Image region labeling entries:
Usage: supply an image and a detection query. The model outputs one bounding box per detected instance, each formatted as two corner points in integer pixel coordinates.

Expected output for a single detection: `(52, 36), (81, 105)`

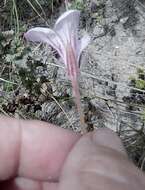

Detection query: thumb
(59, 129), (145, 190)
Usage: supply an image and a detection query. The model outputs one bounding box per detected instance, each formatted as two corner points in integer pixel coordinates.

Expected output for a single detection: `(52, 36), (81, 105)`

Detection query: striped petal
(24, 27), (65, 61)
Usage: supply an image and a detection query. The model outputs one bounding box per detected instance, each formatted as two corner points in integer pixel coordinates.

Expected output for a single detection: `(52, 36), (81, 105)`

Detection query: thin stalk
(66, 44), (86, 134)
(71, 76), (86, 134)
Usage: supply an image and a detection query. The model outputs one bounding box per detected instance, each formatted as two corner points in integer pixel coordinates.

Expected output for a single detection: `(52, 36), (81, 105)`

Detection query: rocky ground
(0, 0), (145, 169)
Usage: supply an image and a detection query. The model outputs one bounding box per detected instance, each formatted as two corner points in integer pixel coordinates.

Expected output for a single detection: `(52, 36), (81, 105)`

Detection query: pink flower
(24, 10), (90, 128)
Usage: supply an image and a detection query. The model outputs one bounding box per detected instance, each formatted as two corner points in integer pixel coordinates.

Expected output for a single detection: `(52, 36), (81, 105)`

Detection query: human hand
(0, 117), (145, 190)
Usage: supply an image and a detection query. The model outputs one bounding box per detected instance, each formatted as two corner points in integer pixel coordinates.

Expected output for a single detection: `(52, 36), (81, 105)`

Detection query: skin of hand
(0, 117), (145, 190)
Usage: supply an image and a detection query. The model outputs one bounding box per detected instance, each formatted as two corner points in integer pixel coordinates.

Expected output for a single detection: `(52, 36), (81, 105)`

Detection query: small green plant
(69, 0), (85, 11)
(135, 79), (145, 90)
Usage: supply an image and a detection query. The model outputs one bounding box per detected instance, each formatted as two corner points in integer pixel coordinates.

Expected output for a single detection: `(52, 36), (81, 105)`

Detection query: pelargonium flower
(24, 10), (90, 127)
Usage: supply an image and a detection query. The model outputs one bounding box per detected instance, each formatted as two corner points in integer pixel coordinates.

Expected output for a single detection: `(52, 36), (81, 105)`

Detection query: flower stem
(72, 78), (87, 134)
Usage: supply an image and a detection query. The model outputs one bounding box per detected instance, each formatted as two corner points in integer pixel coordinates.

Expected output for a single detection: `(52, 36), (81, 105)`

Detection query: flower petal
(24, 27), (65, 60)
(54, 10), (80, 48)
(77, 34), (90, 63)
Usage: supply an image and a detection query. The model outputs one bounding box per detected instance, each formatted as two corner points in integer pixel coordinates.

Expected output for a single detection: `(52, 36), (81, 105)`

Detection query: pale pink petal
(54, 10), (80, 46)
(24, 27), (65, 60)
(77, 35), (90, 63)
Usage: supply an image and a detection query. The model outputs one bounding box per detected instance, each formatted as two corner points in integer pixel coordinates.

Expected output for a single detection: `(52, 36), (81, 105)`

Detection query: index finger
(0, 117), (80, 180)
* * *
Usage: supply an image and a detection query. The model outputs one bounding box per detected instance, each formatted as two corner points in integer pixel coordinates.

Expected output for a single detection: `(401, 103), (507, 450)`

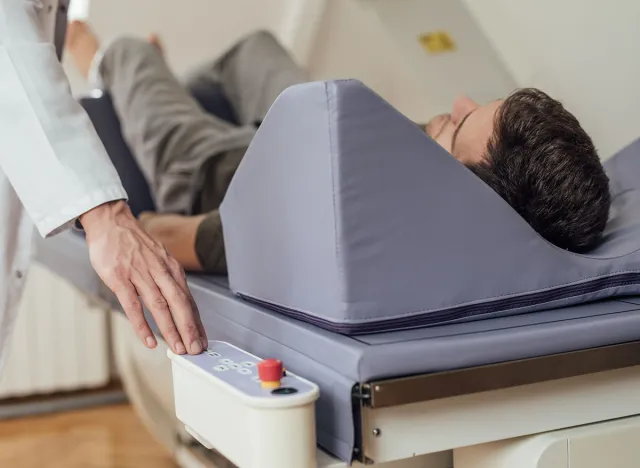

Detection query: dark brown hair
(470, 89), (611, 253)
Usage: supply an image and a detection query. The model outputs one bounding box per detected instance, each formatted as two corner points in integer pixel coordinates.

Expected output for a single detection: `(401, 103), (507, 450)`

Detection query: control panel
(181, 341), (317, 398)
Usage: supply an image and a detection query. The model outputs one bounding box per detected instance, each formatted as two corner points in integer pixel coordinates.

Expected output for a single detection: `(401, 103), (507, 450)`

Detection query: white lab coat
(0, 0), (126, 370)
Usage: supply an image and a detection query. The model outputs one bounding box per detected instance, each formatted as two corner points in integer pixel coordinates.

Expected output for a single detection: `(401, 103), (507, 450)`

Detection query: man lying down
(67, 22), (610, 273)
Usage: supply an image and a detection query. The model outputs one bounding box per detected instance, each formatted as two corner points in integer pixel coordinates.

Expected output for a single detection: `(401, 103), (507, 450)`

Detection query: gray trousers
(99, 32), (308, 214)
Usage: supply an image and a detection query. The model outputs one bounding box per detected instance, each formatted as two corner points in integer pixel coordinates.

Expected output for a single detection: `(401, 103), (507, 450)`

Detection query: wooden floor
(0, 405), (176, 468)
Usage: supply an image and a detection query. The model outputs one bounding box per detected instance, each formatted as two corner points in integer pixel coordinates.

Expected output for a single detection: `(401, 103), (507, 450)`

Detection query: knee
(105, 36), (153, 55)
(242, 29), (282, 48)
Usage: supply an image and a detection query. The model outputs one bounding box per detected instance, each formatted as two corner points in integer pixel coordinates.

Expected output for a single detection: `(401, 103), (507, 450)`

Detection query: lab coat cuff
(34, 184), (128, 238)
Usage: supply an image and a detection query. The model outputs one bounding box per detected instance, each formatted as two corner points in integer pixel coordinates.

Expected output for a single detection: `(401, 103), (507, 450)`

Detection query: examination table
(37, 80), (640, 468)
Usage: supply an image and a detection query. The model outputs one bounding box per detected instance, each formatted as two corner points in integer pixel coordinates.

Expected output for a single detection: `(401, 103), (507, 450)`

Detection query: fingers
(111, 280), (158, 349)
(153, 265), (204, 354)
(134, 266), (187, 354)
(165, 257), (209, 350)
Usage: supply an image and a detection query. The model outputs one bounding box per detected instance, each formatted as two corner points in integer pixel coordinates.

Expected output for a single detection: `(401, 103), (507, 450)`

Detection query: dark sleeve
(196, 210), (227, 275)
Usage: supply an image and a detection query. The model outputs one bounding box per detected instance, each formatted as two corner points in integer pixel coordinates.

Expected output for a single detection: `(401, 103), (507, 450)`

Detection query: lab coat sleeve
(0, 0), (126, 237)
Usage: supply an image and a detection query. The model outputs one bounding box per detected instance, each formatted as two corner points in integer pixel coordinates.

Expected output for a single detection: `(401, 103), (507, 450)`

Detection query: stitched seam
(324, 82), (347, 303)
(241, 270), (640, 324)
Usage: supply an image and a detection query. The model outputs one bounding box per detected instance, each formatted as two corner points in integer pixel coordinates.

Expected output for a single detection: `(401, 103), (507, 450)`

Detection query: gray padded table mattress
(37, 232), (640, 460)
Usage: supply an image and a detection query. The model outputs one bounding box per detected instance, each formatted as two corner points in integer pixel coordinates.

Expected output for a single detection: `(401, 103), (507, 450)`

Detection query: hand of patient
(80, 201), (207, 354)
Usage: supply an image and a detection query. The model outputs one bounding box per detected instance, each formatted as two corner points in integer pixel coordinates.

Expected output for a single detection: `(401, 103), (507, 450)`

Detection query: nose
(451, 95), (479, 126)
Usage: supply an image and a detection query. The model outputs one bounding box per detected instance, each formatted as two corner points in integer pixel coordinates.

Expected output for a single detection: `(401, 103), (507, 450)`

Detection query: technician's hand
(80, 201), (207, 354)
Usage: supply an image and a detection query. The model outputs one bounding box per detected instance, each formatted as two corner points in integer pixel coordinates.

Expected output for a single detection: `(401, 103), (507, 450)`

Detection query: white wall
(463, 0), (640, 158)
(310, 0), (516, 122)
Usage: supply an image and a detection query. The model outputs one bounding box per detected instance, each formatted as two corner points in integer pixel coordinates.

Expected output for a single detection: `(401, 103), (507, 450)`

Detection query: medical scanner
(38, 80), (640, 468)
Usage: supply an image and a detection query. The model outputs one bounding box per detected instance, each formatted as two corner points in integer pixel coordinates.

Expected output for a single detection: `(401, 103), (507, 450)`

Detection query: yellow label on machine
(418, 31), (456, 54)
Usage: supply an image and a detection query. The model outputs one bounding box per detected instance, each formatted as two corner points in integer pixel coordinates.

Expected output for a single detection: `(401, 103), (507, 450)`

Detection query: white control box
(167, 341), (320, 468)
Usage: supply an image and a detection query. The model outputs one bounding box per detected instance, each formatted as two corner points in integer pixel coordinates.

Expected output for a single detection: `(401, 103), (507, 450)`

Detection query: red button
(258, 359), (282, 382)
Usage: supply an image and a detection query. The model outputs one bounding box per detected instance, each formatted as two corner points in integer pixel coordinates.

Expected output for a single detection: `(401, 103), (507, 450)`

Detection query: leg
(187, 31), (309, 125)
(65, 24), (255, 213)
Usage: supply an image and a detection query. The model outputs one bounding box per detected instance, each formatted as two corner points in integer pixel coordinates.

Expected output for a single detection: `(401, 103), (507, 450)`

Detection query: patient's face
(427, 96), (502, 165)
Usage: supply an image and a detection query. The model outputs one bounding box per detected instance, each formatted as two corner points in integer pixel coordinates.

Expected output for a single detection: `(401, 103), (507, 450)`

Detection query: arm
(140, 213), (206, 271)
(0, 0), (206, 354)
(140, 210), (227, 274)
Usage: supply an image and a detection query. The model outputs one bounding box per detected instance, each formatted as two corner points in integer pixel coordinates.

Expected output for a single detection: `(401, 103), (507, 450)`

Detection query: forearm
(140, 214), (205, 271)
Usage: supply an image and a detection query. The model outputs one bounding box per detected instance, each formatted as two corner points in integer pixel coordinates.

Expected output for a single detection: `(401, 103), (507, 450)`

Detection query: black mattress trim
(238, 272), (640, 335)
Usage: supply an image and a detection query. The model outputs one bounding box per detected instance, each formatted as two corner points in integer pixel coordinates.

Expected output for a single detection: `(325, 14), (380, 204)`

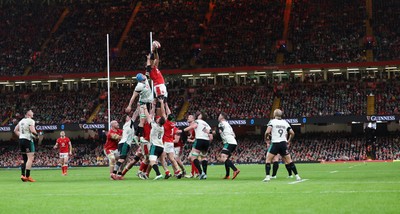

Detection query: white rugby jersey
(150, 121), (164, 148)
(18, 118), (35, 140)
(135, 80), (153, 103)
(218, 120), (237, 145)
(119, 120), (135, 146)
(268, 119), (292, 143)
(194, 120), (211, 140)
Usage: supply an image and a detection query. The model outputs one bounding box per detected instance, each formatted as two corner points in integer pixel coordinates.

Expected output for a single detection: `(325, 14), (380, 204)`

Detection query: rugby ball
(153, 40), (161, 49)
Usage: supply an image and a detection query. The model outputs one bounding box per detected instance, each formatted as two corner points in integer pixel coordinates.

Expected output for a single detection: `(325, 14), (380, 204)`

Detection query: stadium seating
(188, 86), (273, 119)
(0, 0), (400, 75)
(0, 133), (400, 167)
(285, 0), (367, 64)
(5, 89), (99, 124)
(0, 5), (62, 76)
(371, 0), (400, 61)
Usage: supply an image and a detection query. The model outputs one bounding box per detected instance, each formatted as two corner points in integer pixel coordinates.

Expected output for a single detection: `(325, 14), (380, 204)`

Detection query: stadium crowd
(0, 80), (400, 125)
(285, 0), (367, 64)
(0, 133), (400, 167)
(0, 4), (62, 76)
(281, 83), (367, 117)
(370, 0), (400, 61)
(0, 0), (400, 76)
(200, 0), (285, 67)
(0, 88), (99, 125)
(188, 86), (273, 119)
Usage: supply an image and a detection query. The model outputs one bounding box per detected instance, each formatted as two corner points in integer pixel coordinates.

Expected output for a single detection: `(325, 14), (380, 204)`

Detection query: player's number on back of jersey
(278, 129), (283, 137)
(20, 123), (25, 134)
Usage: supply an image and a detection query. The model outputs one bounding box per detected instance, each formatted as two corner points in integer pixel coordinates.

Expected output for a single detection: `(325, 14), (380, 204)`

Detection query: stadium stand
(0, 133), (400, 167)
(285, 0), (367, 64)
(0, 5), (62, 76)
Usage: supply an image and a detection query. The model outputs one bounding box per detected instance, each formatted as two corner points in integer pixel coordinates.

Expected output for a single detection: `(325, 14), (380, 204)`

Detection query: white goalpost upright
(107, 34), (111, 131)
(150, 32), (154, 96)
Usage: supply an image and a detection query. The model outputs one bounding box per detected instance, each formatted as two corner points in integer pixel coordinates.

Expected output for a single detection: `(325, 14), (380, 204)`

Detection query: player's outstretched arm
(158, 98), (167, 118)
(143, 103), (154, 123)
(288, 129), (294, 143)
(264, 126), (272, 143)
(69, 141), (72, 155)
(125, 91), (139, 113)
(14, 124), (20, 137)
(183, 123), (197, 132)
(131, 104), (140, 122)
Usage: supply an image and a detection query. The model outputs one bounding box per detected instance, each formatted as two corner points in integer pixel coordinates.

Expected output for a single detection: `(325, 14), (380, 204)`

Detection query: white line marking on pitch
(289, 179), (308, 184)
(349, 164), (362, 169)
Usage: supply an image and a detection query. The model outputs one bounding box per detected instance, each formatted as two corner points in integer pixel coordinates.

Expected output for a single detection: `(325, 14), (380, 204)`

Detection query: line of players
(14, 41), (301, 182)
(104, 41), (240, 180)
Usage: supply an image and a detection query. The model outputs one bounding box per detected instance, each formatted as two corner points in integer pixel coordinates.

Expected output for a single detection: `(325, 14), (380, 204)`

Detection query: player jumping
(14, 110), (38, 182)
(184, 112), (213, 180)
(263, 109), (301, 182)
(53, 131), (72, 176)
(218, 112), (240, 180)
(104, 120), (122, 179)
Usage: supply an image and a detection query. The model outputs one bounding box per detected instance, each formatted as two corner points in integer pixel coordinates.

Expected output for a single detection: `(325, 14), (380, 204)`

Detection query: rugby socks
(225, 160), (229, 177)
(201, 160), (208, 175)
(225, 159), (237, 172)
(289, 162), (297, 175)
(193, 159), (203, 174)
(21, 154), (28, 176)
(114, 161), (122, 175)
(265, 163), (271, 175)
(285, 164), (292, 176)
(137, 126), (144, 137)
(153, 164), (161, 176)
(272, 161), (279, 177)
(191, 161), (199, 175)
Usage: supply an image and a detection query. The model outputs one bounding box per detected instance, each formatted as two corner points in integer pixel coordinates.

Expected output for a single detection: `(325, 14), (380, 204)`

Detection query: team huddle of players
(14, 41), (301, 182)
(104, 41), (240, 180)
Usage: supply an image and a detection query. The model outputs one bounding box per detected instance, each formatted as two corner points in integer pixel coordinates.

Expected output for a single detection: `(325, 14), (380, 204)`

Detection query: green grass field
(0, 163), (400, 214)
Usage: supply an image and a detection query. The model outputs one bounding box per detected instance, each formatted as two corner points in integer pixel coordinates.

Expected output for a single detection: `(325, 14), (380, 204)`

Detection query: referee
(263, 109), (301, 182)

### TASK INSTRUCTIONS
Pick out every line in the listing above that contains the string "flower", treating uppercase and lowercase as different. Copy each of those lines in full.

### EXERCISE SOLUTION
Detection query: pink flower
Detection query: pelargonium flower
Detection query: flower stem
Detection query: flower petal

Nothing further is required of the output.